The year was 1983. Star Wars: Return of the Jedi had just hit theaters, The Police’s “Every Breath You Take” topped the charts, and Amos Barkai was a new graduate student at the University of Cape Town in South Africa. He’d recently gotten his bachelor’s from Tel Aviv University, and was excited to start his graduate work under George Branch. Little did he know he was about to discover an ecological phenomenon that would earn him a prestigious paper in Science.
Branch had been investigating the effects of bird guano runoff from islands on life in the intertidal—the zone between high tide and low tide—and he was interested in seeing whether the effects extended into deeper waters. Since Barkai was an experienced diver (he’d worked as a professional diver for the Israeli Navy and as a commercial diver after that), Branch sent him 100 kilometers or so away to Saldanha Bay, a protected coastal kelp ecosystem. “I packed him off to one of the islands we’d been working on, callled Marcus Island,” Branch explained. “I told him, You’re fully qualified as a diver, so I want you to go and do some exploratory dives. Take a look around there, and see if you can see anything interesting.”
It just so happened the area was experiencing a once-in-a-lifetime storm with waves over 18 meters high. “I didn’t know I was exposing him to hell on Earth, and he came back completely shell-shocked,” said Branch. “I think he wondered what kind of supervisor he was getting involved with.” But once things calmed down a bit, Barkai did get in the water, and looked for evidence that the birds nesting on Marcus and other nearby islands were affecting the communities near shore. He didn’t find any—but he did notice something strange.
Near to Marcus was Malgas Island—so named for the gannets, a kind of seabird, which nest there (Malgas is old Dutch for “mad geese”)—which looks entirely similar to Marcus Island from the surface. The seabed, however, told Barkai a very different story. Although they’re just a few kilometers apart, the species he saw “were strikingly different,” he said. West Coast Rock Lobsters (Jasus lalandii) or ‘kreef’ as they are known locally were everywhere around Malgas. Several hundred of them per square meter crowded into crevices and under ledges—there was “basically nothing else.” To find anything that wasn’t a lobster, he had to peek under the holdfasts connecting the kelp to the substrate. There, he found mussels and a few Burnupena papyracea—small whelks (a kind of marine snail).
Around Marcus Island, though, “the bottom was covered with anything but lobster,” Barkai said. A dense mat of mussels lined the benthos, and it was decorated with whelks, sea urchins, and sea cucumbers galore, but nary a lobster to be seen.
Further studies at Malgas revealed that the lobsters were so abundant that there was fierce competition for food. “The lobsters were basically fighting for everything that was there. The only thing that usually survived was sponges and seaweeds,” Barkai said, and whatever could hide beneath the kelp. As soon as a juvenile mussel or barnacle tried to settle down, the lobsters scraped it up and ate it. “The lobsters were dominating the benthos,” he explained.
To see what would happen if these lobsters were removed, Barkai put in protective cages with mesh too small for the lobsters to enter. “All other species started to flourish,” he said. “It was clear the lobsters were responsible for the deficit of most life at Malgas Island,” Branch noted.

* _RAW DATA_
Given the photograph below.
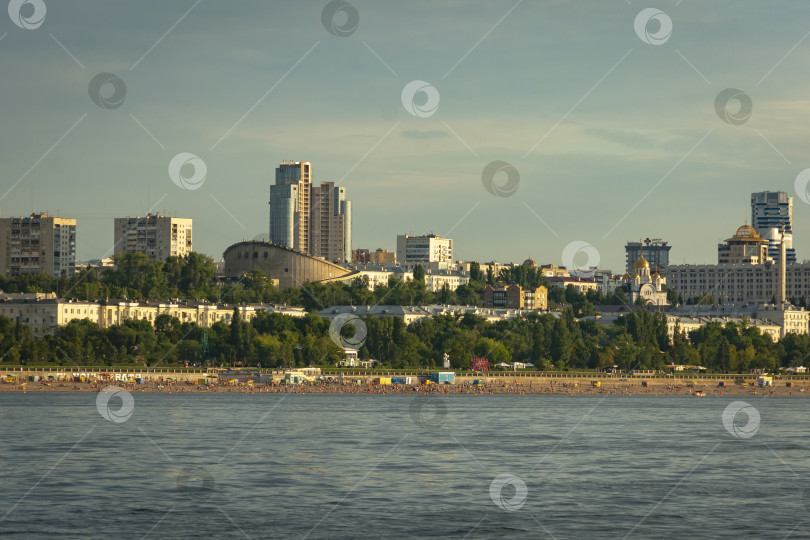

* _YOUR TASKS_
[a] Rewrite the part of the lobster article that opens with the words containing "Near to Marcus" and closes with "of marine snail).", swapping "mussels" for "clams".
[b] Put this sentence from the lobster article into Spanish: "To see what would happen if these lobsters were removed, Barkai put in protective cages with mesh too small for the lobsters to enter."

* _ANSWERS TO THE EXERCISE_
[a]
Near to Marcus was Malgas Island—so named for the gannets, a kind of seabird, which nest there (Malgas is old Dutch for “mad geese”)—which looks entirely similar to Marcus Island from the surface. The seabed, however, told Barkai a very different story. Although they’re just a few kilometers apart, the species he saw “were strikingly different,” he said. West Coast Rock Lobsters (Jasus lalandii) or ‘kreef’ as they are known locally were everywhere around Malgas. Several hundred of them per square meter crowded into crevices and under ledges—there was “basically nothing else.” To find anything that wasn’t a lobster, he had to peek under the holdfasts connecting the kelp to the substrate. There, he found clams and a few Burnupena papyracea—small whelks (a kind of marine snail).

[b] Para ver qué pasaría si se retiraban estas langostas, Barkai colocó jaulas protectoras con una malla demasiado pequeña para que las langostas pudieran entrar.